** START OF DOCUMENT EXCERPT **

Adds trace_recv_bloom_<range>.log per slice containing two boost::bloom filters (K=7, FPR=0.01): one over action_trace_v0::receiver and one over packed (receiver, action) pairs. get_actions consults the bloom once per slice and advances block_num past the slice on a negative probe, turning the "receiver never appears in this slice" case from a 10,000-block scan into an O(1) file read. Pieces: - bloom_sidecar.hpp: header-only bloom_builder + bloom_reader over boost::bloom::filter<uint64_t, 7>. On-disk header uses the same uint32 magic convention as blk_offset_index_header (0x42524957 -> "WIRB" on little-endian) with in-class initializers and a reserved pad word for natural alignment. Body is recv bits + recv_action bits + trailing CRC32. Reader rejects bad magic, version mismatches, truncation, and CRC mismatches; on rejection may_contain_* returns true so the caller falls back to a scan (fail-safe - a false negative would silently drop matching actions). - store_provider::append() feeds every block's actions into a per-slice builder and flushes to disk at slice roll-over via temp + rename. A crash between roll-overs leaves the in-progress slice without a bloom; the scan fall-back keeps query correctness at the cost of one scan-only slice until retention ages it out. - request_handler::get_actions_impl opens the bloom lazily per slice, probes the receiver filter (when set) and the (receiver, action) composite (when both are set), and skips the remainder of the slice on a negative probe. Unfiltered queries don't touch the bloom. - slice_directory::run_maintenance_tasks removes trace_recv_bloom_<range>.log alongside the other per-slice files during retention pruning so the sidecar doesn't leak as data is aged out. Uses boost::bloom (Boost 1.89, header-only via vcpkg) and boost::unordered_flat_set, both already in the installed header set. Test coverage (10 new cases, all 107 trace_api_plugin cases pass): - bloom_sidecar_tests: round-trip hits/misses, empty slice produces valid always-miss file, add_block walks every action, missing file / bad magic / CRC corruption / truncation / version mismatch all fail-safe to invalid reader. - get_actions_tests: valid bloom with the queried receiver absent causes the entire slice to be skipped without any get_block call; no-filter query does not consult the bloom.

** END OF DOCUMENT EXCERPT **

TO BE DONE
A: Decide whether each statement agrees with the bloom sidecar description. Answer yes or no and quote the words that settle it.
(i) The bloom filters have a false positive rate of 0.01.
(ii) When the reader rejects a file, may_contain_* returns false.
(iii) Unfiltered queries consult the bloom.
B: Rewrite the paragraph of the bloom sidecar description that begins "store_provider::append() feeds" as a short bulleted list. Keep its main facts.
Use only the bloom sidecar description when answering.

** START OF INFORMATION SHOWN **

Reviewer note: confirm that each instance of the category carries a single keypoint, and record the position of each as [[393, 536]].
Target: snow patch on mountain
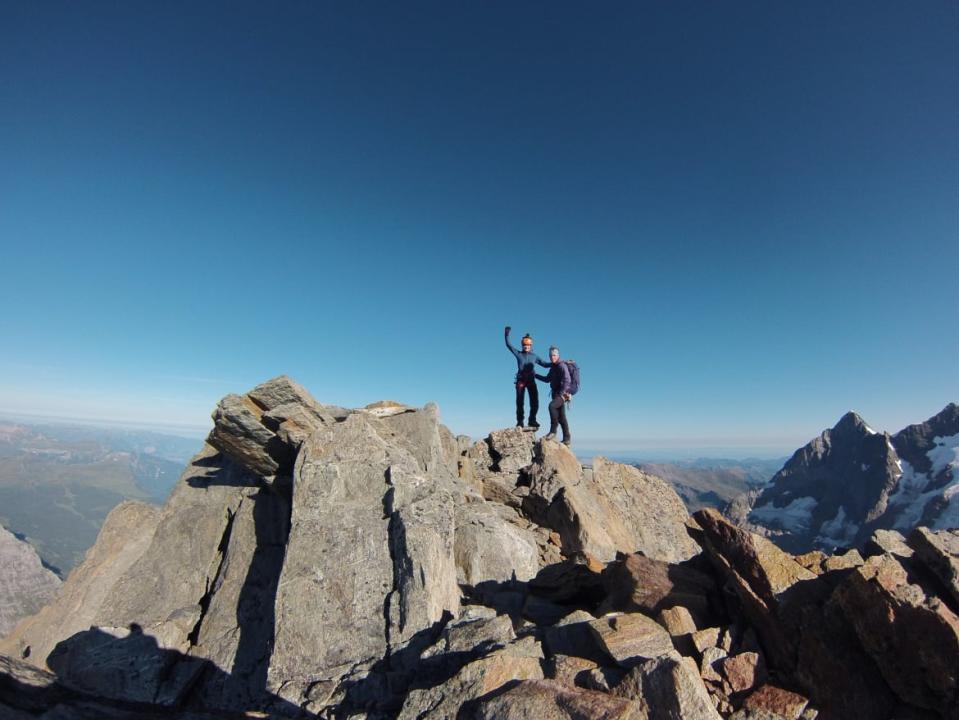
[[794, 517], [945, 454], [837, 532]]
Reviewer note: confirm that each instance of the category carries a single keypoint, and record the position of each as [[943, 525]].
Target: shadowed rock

** END OF INFORMATION SHOWN **
** START OF INFORMATION SHOWN **

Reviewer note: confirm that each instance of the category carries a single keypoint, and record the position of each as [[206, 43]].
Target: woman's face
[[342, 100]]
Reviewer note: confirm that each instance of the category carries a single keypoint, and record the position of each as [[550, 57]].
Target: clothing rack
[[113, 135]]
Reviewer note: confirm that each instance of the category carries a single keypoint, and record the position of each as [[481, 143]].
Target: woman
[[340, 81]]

** END OF INFORMATION SHOWN **

COMPLETED EXERCISE
A:
(i) Yes: "two boost::bloom filters (K=7, FPR=0.01)"
(ii) No: "on rejection may_contain_* returns true so the caller falls back to a scan"
(iii) No: "Unfiltered queries don't touch the bloom."

B:
- store_provider::append() feeds each block's actions into a builder for the current slice.
- At slice roll-over, it writes the bloom to disk through a temporary file and a rename.
- A crash between roll-overs leaves the in-progress slice without a bloom.
- The scan fall-back keeps queries correct, but that slice stays scan-only until retention ages it out.